MATERIAL FOR THE TASK —
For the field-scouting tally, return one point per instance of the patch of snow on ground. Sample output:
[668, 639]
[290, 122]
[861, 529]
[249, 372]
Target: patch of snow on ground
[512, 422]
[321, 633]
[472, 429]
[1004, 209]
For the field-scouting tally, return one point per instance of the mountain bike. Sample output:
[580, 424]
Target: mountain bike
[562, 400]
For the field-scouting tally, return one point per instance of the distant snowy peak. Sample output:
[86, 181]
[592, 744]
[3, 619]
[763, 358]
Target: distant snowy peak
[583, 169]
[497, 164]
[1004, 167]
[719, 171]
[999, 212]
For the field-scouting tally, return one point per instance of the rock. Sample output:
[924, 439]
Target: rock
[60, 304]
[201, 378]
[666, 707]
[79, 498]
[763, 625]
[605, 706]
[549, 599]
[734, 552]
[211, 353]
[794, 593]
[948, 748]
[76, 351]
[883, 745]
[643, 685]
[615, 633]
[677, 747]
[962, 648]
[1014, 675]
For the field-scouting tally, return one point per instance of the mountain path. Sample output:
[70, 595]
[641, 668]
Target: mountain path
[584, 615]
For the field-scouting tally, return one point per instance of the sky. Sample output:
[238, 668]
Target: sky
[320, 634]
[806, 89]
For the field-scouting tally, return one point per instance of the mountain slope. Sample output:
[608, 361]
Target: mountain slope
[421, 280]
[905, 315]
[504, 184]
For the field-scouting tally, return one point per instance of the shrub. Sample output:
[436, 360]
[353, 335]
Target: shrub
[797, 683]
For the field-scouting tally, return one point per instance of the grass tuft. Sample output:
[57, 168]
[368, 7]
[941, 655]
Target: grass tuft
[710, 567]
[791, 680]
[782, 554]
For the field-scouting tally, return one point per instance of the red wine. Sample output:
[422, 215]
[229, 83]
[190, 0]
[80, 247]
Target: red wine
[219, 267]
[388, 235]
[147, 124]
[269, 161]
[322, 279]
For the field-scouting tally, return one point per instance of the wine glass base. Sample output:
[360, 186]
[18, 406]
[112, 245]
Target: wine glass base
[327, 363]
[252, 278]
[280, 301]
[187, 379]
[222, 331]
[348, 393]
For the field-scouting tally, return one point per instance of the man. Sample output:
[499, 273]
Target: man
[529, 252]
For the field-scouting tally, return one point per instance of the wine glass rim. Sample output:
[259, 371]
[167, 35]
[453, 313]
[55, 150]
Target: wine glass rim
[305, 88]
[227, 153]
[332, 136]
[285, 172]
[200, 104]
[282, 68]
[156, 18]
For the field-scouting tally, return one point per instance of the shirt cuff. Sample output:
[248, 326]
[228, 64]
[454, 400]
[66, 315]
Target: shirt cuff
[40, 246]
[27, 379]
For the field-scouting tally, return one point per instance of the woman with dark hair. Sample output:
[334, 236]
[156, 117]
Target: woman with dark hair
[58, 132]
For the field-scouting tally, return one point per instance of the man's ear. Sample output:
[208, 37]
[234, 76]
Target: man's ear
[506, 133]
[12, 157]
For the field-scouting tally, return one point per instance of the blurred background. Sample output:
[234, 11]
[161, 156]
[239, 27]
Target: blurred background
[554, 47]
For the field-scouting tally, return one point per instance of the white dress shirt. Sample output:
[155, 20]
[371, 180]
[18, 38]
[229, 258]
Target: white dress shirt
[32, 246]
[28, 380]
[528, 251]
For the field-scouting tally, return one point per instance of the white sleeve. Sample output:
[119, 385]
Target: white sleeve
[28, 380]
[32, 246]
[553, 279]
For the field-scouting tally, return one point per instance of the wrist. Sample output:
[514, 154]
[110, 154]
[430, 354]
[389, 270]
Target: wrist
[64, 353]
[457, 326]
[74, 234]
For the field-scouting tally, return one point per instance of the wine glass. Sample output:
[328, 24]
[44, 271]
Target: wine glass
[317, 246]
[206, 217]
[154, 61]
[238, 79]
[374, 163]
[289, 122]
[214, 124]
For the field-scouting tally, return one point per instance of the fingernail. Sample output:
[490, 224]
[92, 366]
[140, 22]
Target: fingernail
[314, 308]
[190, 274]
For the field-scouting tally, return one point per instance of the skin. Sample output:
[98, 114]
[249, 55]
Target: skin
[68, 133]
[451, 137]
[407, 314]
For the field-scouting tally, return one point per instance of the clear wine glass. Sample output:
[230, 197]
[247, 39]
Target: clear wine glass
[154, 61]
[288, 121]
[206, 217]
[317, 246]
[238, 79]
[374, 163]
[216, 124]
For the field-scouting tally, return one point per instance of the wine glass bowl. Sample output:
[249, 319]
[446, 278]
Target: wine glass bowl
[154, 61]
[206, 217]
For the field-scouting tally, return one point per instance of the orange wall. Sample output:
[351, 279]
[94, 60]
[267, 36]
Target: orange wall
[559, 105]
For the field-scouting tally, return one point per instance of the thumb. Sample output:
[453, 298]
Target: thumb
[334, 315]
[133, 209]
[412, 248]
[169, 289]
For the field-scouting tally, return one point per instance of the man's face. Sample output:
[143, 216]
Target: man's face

WRITTEN TASK — Please convert every line of the entries above into a JSON list of strings, with one string per line and blank lines left out.

TASK OUTPUT —
[
  "For the field-scouting tally, return one point per instance of the patch of snow on ground. Sample output:",
  "[668, 639]",
  "[290, 122]",
  "[861, 529]",
  "[249, 372]",
  "Target: patch of snow on ground",
  "[512, 422]",
  "[321, 633]",
  "[472, 429]",
  "[1004, 209]",
  "For the field-scouting tally, return one point per instance of the mountain bike. Sample output:",
  "[580, 424]",
  "Target: mountain bike",
  "[562, 400]",
  "For the field-scouting tally, return one point per instance of the distant snowy peak. Sample output:",
  "[86, 181]",
  "[592, 744]",
  "[3, 619]",
  "[763, 358]",
  "Target: distant snowy peak",
  "[583, 169]",
  "[497, 164]",
  "[1004, 167]",
  "[719, 171]",
  "[999, 212]",
  "For the field-scouting tally, return one point per instance of the rock. Sample output:",
  "[924, 439]",
  "Target: rock",
  "[60, 304]",
  "[201, 378]",
  "[666, 707]",
  "[79, 498]",
  "[763, 625]",
  "[605, 706]",
  "[549, 599]",
  "[734, 552]",
  "[211, 353]",
  "[794, 593]",
  "[948, 748]",
  "[76, 351]",
  "[883, 745]",
  "[643, 685]",
  "[615, 633]",
  "[677, 747]",
  "[962, 648]",
  "[1014, 675]",
  "For the field-scouting tally, return one point per instance of the mountain path. Sample output:",
  "[70, 595]",
  "[641, 668]",
  "Target: mountain path",
  "[584, 615]",
  "For the field-scouting tally, return one point per instance of the sky. Sample output:",
  "[238, 668]",
  "Target: sky",
  "[320, 634]",
  "[806, 89]",
  "For the field-scouting tally, return one point per instance of the mountain slope. Sample output:",
  "[608, 361]",
  "Target: mountain slope",
  "[421, 280]",
  "[905, 315]",
  "[504, 184]",
  "For the field-scouting tally, return one point per instance of the shrub. Sample output:",
  "[436, 360]",
  "[353, 335]",
  "Target: shrub",
  "[797, 683]",
  "For the field-scouting tally, return one point per instance of the grass tuft. Sample output:",
  "[57, 168]",
  "[368, 7]",
  "[941, 655]",
  "Target: grass tuft",
  "[710, 567]",
  "[791, 680]",
  "[782, 554]",
  "For the field-scouting tally, return one point per instance of the red wine. Sample output:",
  "[422, 215]",
  "[229, 83]",
  "[190, 0]",
  "[80, 247]",
  "Target: red wine",
  "[219, 267]",
  "[388, 235]",
  "[147, 124]",
  "[269, 161]",
  "[322, 279]",
  "For the field-scouting tally, return one point per instance of the wine glass base. Sample output:",
  "[360, 186]",
  "[18, 406]",
  "[112, 245]",
  "Target: wine glass base",
  "[327, 363]",
  "[252, 278]",
  "[280, 301]",
  "[187, 379]",
  "[222, 331]",
  "[348, 393]",
  "For the field-scouting tally, return one point per instance of the man. Sample output:",
  "[499, 273]",
  "Target: man",
  "[529, 252]",
  "For the field-scouting tally, return one point per instance of the wine glass rim. Sample output:",
  "[259, 371]",
  "[167, 35]",
  "[453, 313]",
  "[55, 150]",
  "Target: wine glass rim",
  "[305, 88]",
  "[227, 153]",
  "[332, 136]",
  "[285, 172]",
  "[200, 104]",
  "[282, 68]",
  "[156, 18]",
  "For the field-scouting tally, return one point per instance of the shirt cuff. Sample output:",
  "[248, 326]",
  "[228, 64]",
  "[454, 400]",
  "[66, 315]",
  "Target: shirt cuff",
  "[40, 246]",
  "[27, 379]",
  "For the field-scouting tally, return one point per instance of the woman with dark hair. Sample output:",
  "[334, 236]",
  "[156, 117]",
  "Target: woman with dark hair",
  "[58, 132]",
  "For the field-scouting tally, return one point per instance of the man's ear. Sample output:",
  "[208, 37]",
  "[234, 76]",
  "Target: man's ear",
  "[506, 133]",
  "[12, 157]",
  "For the field-scouting tally, return one point per instance of the blurred background. Sample output:",
  "[234, 11]",
  "[161, 156]",
  "[239, 27]",
  "Target: blurred background",
  "[554, 47]",
  "For the field-scouting tally, return one point per instance of the white dress shirt. Sample output:",
  "[155, 20]",
  "[371, 180]",
  "[18, 38]",
  "[229, 258]",
  "Target: white dress shirt",
  "[32, 246]",
  "[28, 380]",
  "[528, 251]",
  "For the field-scouting tally, return one point per instance of the white sleeve. Sample output:",
  "[119, 385]",
  "Target: white sleeve",
  "[28, 380]",
  "[32, 246]",
  "[553, 279]",
  "For the field-scouting tally, return one point per instance of the wrist. Sample output:",
  "[514, 154]",
  "[110, 154]",
  "[430, 354]",
  "[389, 270]",
  "Target: wrist",
  "[64, 353]",
  "[457, 326]",
  "[74, 234]",
  "For the field-scouting tally, return one point per instance of the wine glass. Sample output:",
  "[328, 24]",
  "[44, 271]",
  "Target: wine glass",
  "[317, 246]",
  "[206, 217]",
  "[154, 61]",
  "[238, 79]",
  "[374, 163]",
  "[289, 122]",
  "[214, 124]",
  "For the field-scouting tally, return one point per instance of the fingernail. Sample output:",
  "[490, 224]",
  "[92, 366]",
  "[140, 22]",
  "Target: fingernail",
  "[314, 308]",
  "[190, 274]",
  "For the field-scouting tally, return one point per instance of the skin. Sample output:",
  "[98, 114]",
  "[249, 55]",
  "Target: skin",
  "[68, 133]",
  "[451, 137]",
  "[407, 314]",
  "For the field-scouting tally, return one point per instance of the clear wine glass. Sample output:",
  "[230, 197]",
  "[247, 39]",
  "Target: clear wine glass",
  "[154, 61]",
  "[288, 121]",
  "[206, 217]",
  "[317, 246]",
  "[238, 79]",
  "[374, 163]",
  "[216, 124]",
  "For the field-scouting tally, return one point per instance of the wine glass bowl. Sample output:",
  "[249, 319]",
  "[446, 278]",
  "Target: wine glass bowl",
  "[154, 61]",
  "[206, 217]",
  "For the field-scouting tally, return one point per instance of the orange wall. Sample output:",
  "[351, 279]",
  "[94, 60]",
  "[267, 36]",
  "Target: orange wall",
  "[559, 105]",
  "For the field-scouting tally, return one point per instance of the thumb. Sample output:",
  "[453, 298]",
  "Target: thumb",
  "[334, 315]",
  "[133, 209]",
  "[412, 248]",
  "[169, 289]",
  "For the field-scouting tally, return one point per instance of the man's face. Sample output:",
  "[143, 216]",
  "Target: man's face"
]